Quoted passage
There are some immediate concerns that should be addressed. First, the storage tank must be examined to determine if there are any faulty parts or areas that need to be repaired to prevent any further spillage. Second, the spill area should be fenced off to protect children and animals from potential contact with the BTEX. The next step is to develop a viable bioremediation strategy.
The size of this spill is relatively small and consequently, in situ bioremediation treatment is preferred to ex situ. In situ treatment is less expensive than the removal and treatment at an off-site location. In addition, a portion of the five-hundred liters would have vaporized from the surface of the ground. A simple bioremediation strategy is preferable to a more complex method.

[Point-per-instance localization data]
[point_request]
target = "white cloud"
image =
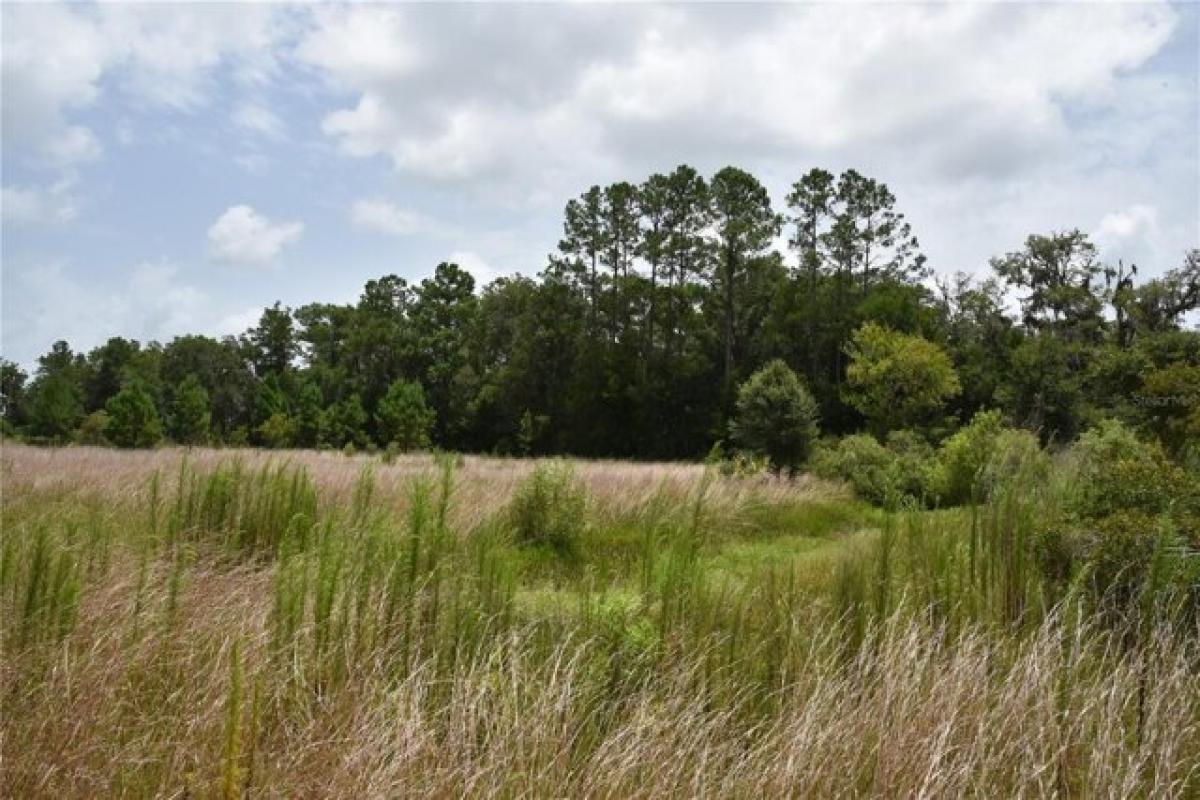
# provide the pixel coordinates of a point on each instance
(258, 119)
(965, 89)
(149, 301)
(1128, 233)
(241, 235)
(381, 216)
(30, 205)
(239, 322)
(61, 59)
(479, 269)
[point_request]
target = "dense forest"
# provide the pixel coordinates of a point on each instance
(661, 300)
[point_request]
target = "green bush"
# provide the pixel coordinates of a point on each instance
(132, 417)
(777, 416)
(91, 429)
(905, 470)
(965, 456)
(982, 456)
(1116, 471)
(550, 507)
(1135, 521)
...
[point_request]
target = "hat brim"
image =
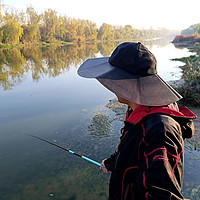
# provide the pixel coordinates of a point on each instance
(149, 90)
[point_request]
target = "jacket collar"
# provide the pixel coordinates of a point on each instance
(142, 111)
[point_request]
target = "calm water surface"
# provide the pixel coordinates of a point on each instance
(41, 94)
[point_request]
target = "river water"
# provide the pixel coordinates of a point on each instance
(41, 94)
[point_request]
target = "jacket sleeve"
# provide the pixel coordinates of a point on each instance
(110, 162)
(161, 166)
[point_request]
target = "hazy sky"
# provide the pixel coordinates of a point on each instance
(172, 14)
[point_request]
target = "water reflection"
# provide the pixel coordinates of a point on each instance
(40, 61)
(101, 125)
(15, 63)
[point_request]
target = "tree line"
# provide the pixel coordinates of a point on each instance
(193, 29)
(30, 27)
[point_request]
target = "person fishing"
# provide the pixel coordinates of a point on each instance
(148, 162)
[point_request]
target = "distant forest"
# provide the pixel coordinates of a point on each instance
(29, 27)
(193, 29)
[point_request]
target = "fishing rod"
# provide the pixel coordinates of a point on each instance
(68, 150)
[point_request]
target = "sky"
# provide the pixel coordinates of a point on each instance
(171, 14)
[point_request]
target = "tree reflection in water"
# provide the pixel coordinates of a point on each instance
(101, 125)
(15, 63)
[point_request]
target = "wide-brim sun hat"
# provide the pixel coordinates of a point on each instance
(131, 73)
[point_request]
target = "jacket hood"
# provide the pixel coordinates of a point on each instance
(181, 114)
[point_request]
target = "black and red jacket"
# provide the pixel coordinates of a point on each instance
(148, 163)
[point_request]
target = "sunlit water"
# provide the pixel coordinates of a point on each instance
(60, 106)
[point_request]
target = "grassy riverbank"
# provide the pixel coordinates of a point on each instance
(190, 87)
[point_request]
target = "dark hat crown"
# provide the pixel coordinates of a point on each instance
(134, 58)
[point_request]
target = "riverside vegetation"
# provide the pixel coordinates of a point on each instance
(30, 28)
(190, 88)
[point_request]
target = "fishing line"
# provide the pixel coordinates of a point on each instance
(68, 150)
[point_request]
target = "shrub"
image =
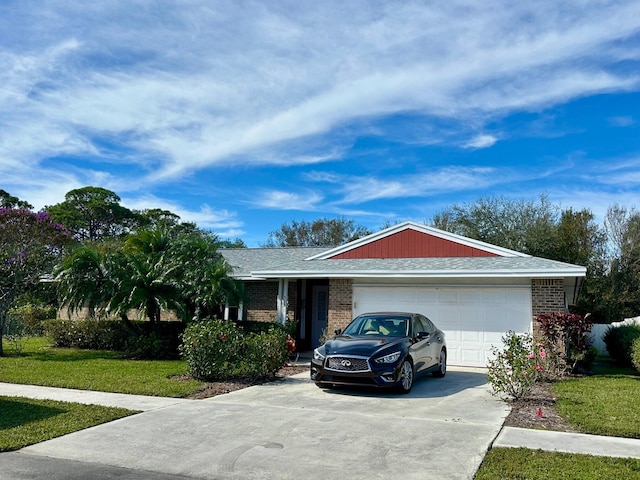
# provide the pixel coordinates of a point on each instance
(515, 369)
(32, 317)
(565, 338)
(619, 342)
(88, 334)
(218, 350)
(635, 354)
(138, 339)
==
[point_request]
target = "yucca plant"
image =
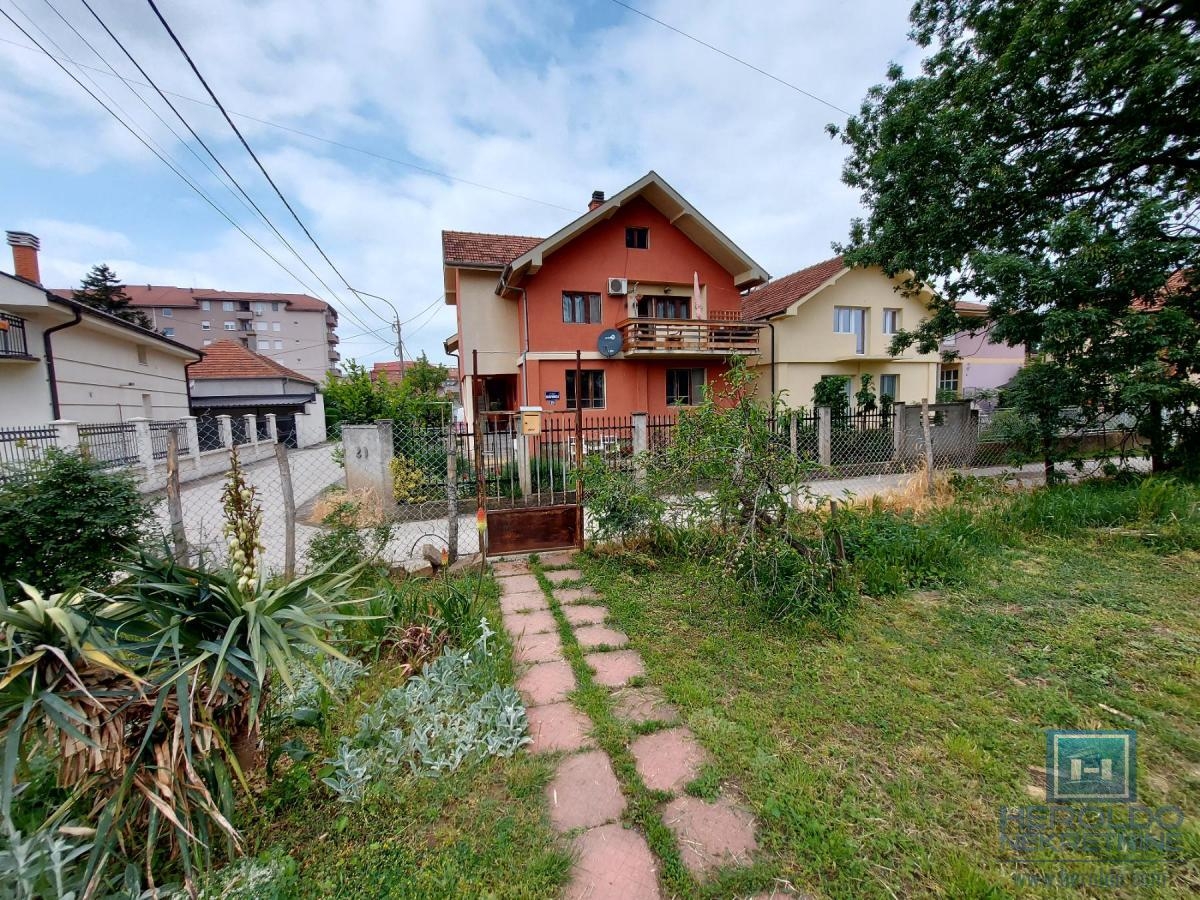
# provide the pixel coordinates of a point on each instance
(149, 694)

Exercise requirements
a: Duplicate the text on the BTEX spill from "The size of" to "more complex method.".
b: Shorten the paragraph of the BTEX spill text that begins "The size of this spill" while keeping its main facts.

Written answers
a:
The size of this spill is relatively small and consequently, in situ bioremediation treatment is preferred to ex situ. In situ treatment is less expensive than the removal and treatment at an off-site location. In addition, a portion of the five-hundred liters would have vaporized from the surface of the ground. A simple bioremediation strategy is preferable to a more complex method.

b: Because the spill is relatively small, in situ bioremediation is preferred over ex situ. It costs less than removal and off-site treatment. Part of the five hundred liters would have vaporized from the ground surface, and a simple strategy is preferable to a more complex one.